• SET TASK:
Please rewrite the entries starting at the line containing "- **Object to detect**: the rustic" and ending at the line containing "top-left (190, 24), bottom-right (319, 126)", replacing "browned crust" with "golden crust" and keeping all else the same. Return only those lines.

⁂

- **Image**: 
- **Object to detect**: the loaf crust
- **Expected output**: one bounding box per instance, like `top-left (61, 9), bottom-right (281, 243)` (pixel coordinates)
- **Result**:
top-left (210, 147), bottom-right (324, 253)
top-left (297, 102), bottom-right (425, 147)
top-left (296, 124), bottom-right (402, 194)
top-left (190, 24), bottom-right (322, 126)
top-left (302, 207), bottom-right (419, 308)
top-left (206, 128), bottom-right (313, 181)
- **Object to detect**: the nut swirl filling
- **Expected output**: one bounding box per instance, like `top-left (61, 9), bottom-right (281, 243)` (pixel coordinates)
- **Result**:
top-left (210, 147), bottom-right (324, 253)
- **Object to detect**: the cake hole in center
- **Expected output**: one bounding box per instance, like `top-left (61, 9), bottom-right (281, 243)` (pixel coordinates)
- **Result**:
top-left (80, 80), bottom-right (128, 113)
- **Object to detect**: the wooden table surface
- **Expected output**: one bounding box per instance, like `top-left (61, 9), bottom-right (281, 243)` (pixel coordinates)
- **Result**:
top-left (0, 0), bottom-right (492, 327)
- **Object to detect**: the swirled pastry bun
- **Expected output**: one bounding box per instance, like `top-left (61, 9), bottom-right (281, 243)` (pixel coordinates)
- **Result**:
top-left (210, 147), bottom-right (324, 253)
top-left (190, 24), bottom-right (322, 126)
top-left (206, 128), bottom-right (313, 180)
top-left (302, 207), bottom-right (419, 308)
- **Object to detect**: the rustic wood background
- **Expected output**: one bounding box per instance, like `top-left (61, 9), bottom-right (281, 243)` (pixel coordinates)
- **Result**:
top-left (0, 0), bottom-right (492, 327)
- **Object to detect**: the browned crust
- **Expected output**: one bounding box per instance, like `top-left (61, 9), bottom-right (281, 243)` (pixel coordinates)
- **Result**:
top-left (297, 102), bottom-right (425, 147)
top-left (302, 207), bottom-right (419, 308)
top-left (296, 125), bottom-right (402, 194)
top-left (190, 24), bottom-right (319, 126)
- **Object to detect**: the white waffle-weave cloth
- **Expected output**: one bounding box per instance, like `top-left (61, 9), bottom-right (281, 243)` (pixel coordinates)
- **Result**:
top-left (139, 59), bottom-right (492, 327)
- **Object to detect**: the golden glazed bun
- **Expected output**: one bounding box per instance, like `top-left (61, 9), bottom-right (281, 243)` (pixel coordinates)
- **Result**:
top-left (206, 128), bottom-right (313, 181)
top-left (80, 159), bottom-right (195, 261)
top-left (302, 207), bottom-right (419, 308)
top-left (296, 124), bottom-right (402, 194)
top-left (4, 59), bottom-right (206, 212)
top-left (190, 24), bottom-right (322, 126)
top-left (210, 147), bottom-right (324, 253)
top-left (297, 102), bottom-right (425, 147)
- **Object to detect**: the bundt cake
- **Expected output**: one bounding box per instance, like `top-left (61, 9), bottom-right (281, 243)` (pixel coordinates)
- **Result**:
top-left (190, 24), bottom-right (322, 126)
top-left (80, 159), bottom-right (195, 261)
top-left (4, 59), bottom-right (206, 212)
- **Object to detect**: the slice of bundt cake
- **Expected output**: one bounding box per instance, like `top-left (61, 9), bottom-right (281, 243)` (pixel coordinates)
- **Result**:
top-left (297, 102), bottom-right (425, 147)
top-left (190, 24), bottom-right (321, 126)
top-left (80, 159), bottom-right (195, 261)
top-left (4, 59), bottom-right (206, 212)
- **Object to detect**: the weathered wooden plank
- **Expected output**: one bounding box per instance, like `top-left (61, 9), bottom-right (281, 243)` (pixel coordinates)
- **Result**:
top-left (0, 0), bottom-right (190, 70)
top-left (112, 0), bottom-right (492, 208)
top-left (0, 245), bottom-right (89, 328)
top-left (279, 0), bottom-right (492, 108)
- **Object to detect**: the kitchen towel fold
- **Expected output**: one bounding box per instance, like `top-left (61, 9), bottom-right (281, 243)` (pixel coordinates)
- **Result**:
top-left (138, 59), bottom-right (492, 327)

⁂

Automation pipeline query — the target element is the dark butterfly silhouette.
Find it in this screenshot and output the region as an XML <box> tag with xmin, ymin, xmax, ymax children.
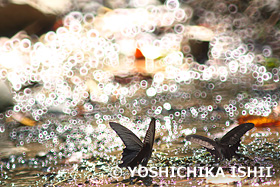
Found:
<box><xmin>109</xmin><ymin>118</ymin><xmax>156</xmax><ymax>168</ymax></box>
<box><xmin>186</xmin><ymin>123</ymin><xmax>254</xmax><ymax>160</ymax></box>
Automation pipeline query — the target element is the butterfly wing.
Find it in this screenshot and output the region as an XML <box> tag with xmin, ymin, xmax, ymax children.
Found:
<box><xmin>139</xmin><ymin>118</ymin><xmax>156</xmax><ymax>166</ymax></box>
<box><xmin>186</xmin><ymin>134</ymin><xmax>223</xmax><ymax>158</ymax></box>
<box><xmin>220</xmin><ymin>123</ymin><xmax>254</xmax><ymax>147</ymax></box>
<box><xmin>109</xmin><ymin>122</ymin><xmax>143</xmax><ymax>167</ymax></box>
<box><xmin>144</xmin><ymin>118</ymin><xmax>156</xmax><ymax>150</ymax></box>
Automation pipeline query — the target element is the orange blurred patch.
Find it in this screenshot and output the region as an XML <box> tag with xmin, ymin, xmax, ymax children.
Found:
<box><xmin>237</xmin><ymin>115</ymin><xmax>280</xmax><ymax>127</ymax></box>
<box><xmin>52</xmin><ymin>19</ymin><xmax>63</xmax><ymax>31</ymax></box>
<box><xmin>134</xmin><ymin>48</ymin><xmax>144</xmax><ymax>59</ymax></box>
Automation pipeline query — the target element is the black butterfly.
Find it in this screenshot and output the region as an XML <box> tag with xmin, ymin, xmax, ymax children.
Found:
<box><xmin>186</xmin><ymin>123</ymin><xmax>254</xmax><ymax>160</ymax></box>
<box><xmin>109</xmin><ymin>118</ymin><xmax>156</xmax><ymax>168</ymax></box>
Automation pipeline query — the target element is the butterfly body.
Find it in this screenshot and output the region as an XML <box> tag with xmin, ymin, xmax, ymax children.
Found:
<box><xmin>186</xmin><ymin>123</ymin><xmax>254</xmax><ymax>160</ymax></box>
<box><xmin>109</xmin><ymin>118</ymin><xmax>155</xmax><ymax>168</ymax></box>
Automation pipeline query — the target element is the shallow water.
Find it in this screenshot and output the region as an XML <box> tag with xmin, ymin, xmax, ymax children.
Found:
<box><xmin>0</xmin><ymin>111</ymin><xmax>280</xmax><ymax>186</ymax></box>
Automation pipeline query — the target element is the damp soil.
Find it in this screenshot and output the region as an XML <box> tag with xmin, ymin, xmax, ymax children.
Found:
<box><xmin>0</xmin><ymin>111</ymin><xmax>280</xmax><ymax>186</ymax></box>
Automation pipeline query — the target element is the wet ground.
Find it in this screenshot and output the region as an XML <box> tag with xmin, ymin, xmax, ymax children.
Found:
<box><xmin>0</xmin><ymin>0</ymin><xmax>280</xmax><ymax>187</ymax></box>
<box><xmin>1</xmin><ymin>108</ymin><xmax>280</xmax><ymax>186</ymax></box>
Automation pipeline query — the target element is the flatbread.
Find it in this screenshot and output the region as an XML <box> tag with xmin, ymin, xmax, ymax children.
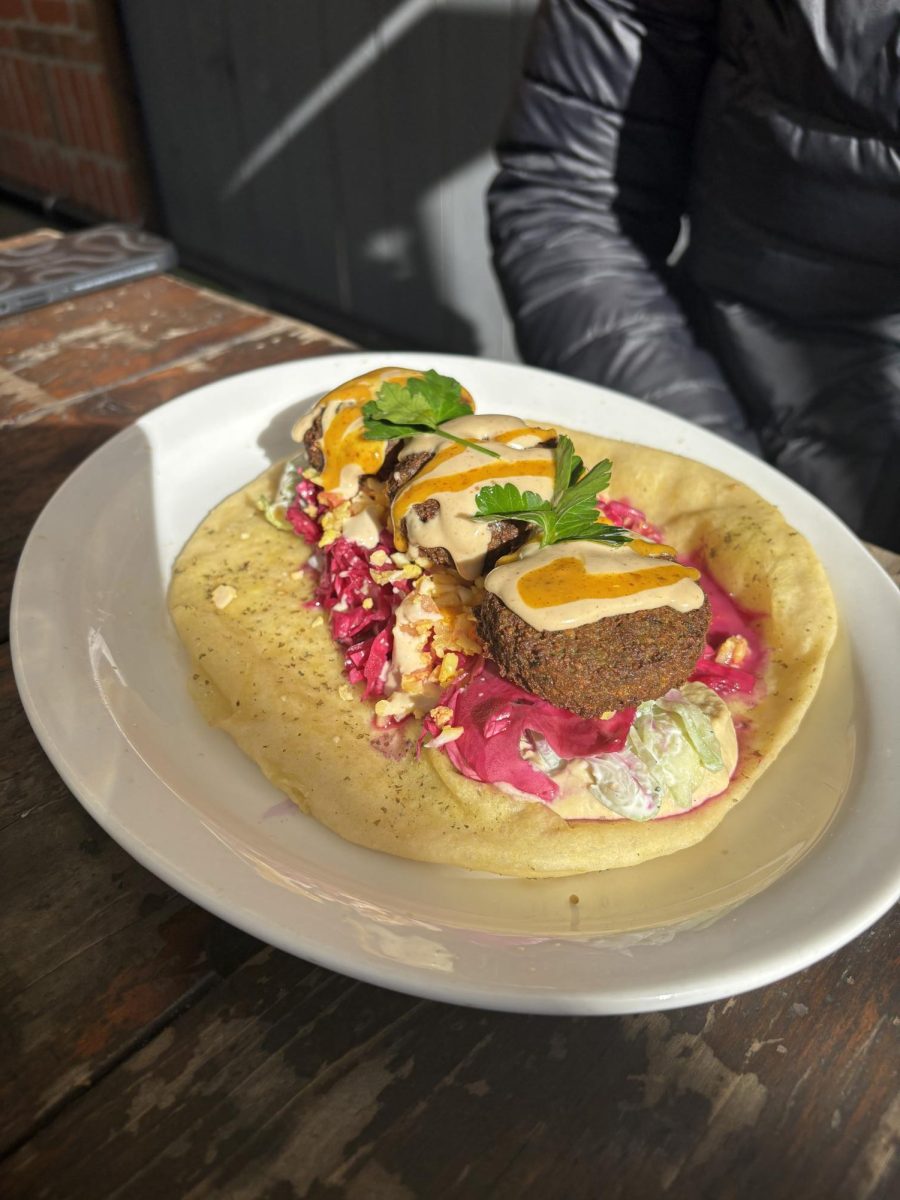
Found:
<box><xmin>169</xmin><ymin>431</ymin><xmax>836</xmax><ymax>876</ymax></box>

⁂

• WORKED SOLUTION:
- **Object to detect**: the rustic wood background
- **Expected output**: one bounding box per instance, like `top-left (61, 9), bottom-right (281, 243)` (pixel coordinates)
- **Result**:
top-left (0, 0), bottom-right (492, 327)
- **Object to detect**: the golden crust
- **Expected output**: one bounding box per instance, like `top-left (61, 9), bottom-right (281, 243)` (pixel coordinates)
- **Result**:
top-left (297, 102), bottom-right (425, 147)
top-left (302, 207), bottom-right (419, 308)
top-left (296, 125), bottom-right (402, 194)
top-left (190, 24), bottom-right (319, 126)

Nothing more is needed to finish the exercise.